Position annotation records
****

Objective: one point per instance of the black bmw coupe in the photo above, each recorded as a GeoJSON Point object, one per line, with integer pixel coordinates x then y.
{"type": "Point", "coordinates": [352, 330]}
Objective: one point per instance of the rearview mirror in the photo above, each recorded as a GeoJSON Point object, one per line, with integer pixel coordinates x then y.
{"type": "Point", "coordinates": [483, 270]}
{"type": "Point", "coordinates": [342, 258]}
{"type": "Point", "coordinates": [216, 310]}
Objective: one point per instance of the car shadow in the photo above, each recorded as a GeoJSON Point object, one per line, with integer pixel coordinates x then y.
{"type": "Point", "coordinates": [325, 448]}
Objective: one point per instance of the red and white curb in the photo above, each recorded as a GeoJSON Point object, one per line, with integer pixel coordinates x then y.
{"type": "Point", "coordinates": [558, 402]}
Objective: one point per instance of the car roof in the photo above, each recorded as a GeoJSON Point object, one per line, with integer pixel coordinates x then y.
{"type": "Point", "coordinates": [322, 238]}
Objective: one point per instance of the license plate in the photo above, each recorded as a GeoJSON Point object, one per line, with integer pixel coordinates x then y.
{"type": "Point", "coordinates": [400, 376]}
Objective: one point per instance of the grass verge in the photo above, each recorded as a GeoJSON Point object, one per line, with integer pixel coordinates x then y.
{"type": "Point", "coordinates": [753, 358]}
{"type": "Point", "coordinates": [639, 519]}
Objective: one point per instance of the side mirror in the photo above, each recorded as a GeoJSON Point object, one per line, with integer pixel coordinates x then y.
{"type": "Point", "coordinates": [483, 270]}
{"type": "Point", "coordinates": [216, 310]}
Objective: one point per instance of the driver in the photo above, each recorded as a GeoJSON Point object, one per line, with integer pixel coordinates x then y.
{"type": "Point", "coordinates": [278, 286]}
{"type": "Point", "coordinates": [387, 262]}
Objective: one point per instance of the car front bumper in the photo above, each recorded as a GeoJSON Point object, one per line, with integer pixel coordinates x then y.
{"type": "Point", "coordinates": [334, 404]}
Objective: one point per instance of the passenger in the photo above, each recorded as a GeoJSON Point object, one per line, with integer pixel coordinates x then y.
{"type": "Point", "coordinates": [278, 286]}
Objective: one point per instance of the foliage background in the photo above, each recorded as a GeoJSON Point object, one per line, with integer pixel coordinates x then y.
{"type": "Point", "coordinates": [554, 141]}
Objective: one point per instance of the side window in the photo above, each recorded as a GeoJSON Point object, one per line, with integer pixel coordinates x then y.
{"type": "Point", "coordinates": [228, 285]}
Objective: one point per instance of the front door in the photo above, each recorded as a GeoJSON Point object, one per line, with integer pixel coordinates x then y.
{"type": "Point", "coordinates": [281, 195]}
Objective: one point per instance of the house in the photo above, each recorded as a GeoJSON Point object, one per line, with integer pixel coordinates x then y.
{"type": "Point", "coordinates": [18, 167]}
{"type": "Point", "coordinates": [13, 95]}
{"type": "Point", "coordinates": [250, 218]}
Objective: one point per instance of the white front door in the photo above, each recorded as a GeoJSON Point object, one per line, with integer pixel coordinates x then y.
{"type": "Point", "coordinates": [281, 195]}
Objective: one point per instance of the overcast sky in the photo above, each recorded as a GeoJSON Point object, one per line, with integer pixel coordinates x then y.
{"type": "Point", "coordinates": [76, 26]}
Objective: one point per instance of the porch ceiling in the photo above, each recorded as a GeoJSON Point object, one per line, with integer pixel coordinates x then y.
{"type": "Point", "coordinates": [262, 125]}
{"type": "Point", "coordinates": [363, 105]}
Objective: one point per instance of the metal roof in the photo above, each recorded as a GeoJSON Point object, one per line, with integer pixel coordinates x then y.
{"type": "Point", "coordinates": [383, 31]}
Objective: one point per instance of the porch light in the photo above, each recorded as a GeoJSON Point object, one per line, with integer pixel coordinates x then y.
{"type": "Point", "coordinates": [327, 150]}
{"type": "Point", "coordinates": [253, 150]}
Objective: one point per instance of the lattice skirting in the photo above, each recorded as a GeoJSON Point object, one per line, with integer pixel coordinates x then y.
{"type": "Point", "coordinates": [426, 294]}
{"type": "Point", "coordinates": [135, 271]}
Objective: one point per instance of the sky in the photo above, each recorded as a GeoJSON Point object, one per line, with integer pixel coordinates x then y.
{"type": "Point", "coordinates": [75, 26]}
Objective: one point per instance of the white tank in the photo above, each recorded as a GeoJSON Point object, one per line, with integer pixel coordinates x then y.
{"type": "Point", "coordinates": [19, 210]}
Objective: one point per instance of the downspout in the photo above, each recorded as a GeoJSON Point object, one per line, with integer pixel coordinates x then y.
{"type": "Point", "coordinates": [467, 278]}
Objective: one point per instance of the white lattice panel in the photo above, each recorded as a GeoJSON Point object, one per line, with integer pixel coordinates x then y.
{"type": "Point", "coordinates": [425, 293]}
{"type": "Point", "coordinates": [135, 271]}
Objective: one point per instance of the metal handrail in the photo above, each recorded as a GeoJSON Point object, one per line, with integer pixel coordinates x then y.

****

→ TO DO:
Add 145 to every pixel coordinate in the answers of the part of the records that opens with the line containing "Objective: one point per instance of the white lattice" and closes with the end of the records. Give all of those lines again, requests included.

→ RESULT OF THIS TASK:
Objective: one point per instance of the white lattice panel in the photo above, each recorded as a GeoJSON Point object, one per line, with integer pixel coordinates x then y.
{"type": "Point", "coordinates": [570, 438]}
{"type": "Point", "coordinates": [280, 416]}
Objective: one point per instance of the metal handrail in the photo above, each recorded as a GeoJSON Point object, one per line, with integer pixel coordinates x then y.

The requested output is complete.